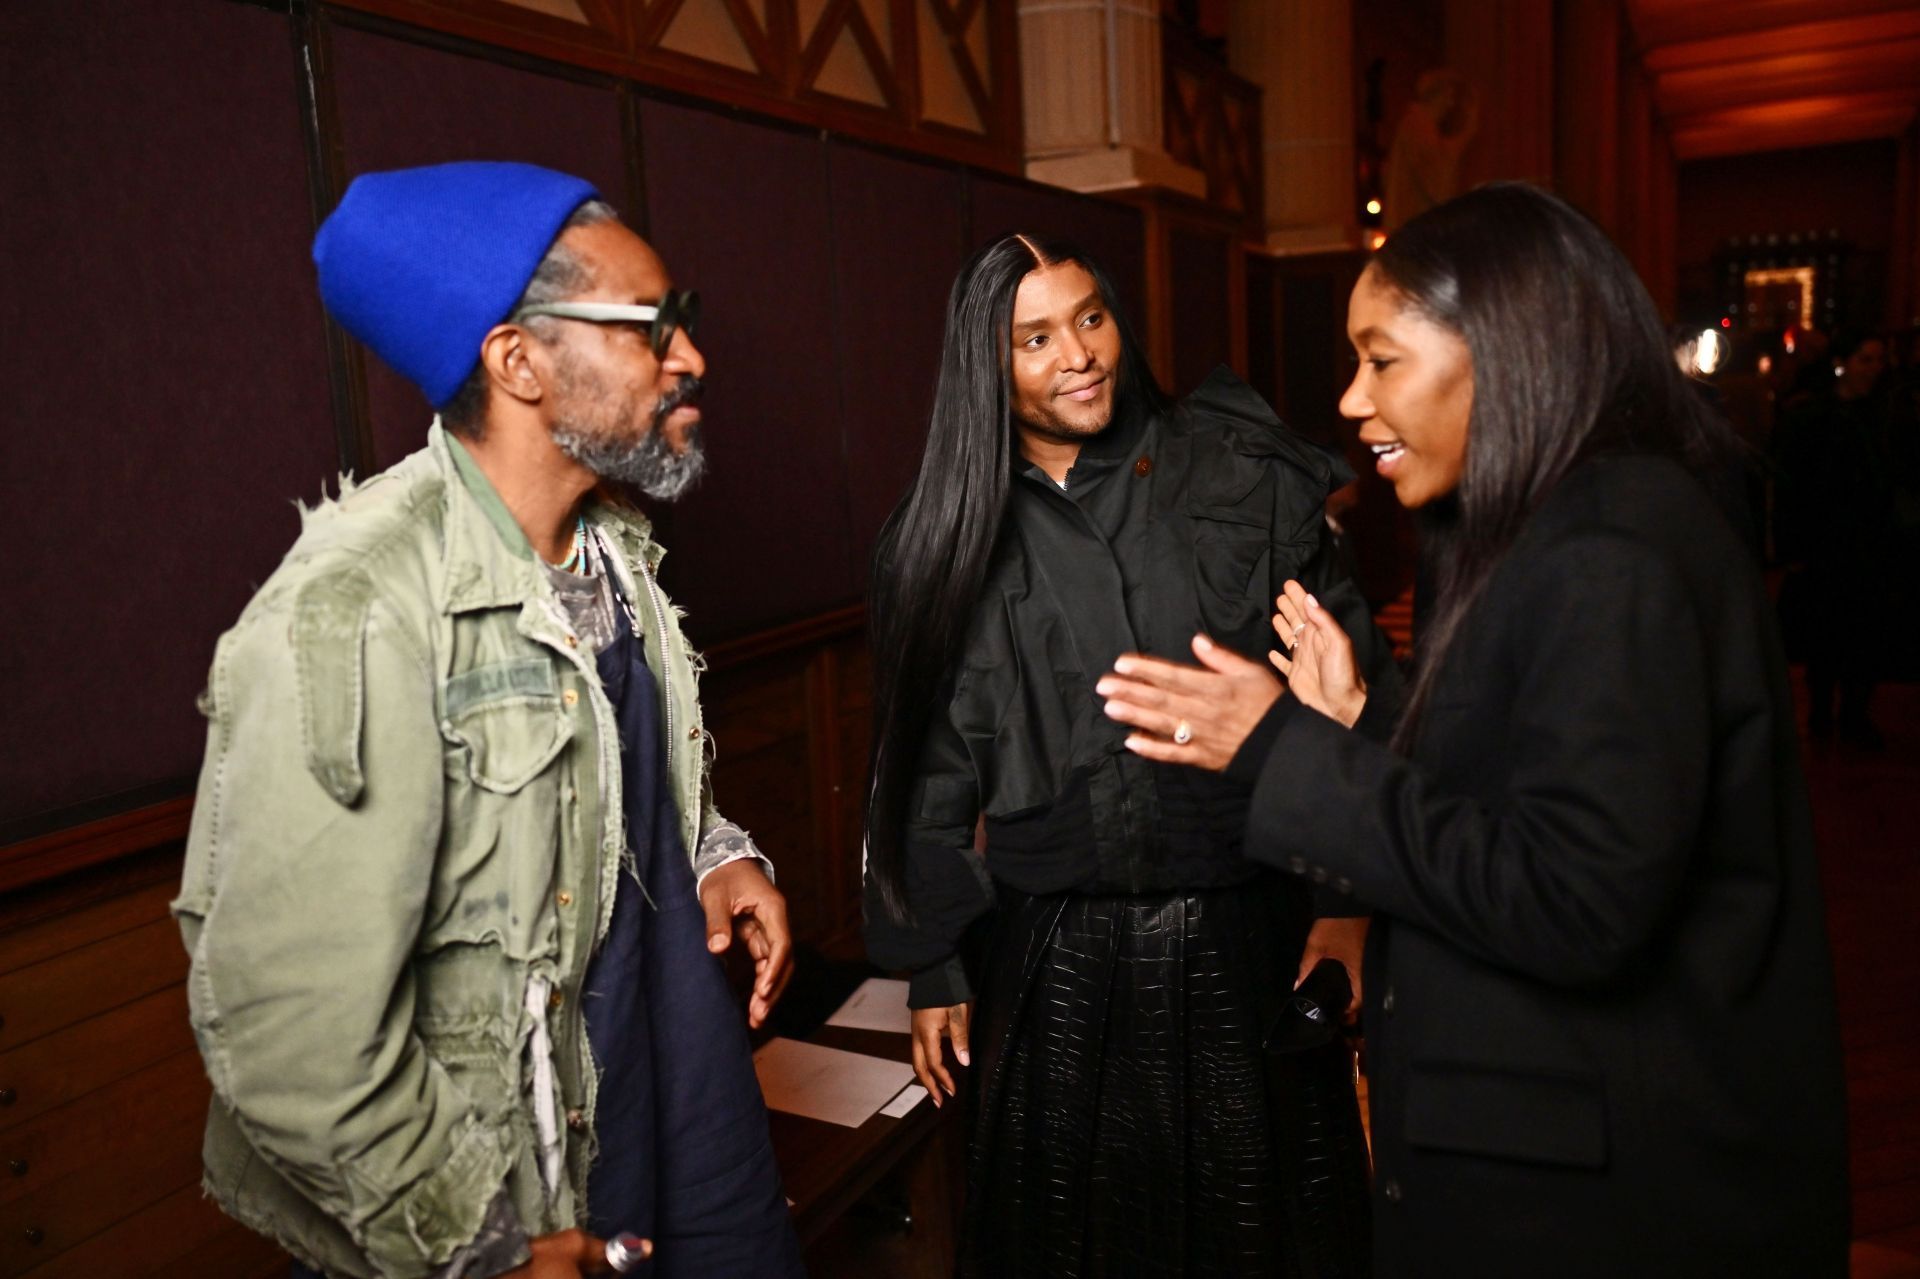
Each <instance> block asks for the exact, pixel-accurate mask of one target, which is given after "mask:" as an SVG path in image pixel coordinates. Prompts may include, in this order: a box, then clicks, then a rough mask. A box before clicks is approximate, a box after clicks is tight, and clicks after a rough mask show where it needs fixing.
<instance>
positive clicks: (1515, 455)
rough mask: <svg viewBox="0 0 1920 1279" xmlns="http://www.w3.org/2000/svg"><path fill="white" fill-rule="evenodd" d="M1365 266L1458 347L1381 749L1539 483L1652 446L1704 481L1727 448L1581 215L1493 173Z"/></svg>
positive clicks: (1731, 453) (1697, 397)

### TO-DO ITEM:
Put the entries above into a Markdown table with the columns Number and Line. Give each non-blank line its own numbered row, and leave out the pictures.

### REPLY:
| Number | Line |
|---|---|
| 1 | Each <instance> block asks for the exact, pixel-accurate mask of one target, which is given after "mask:" as an SVG path in image pixel coordinates. Prompts may include, in this order: a box, then clicks, then a rough mask. A box before clicks is approximate, a box after clicks is tight, and clicks after a rough mask show where it needs fixing. |
| 2 | <instance> |
| 3 | positive clicks: (1515, 455) |
| 4 | rough mask: <svg viewBox="0 0 1920 1279" xmlns="http://www.w3.org/2000/svg"><path fill="white" fill-rule="evenodd" d="M1365 266L1458 347L1381 749L1539 483L1652 446L1704 481L1727 448L1581 215L1493 173Z"/></svg> |
| 5 | positive clicks: (1731, 453) (1697, 397) |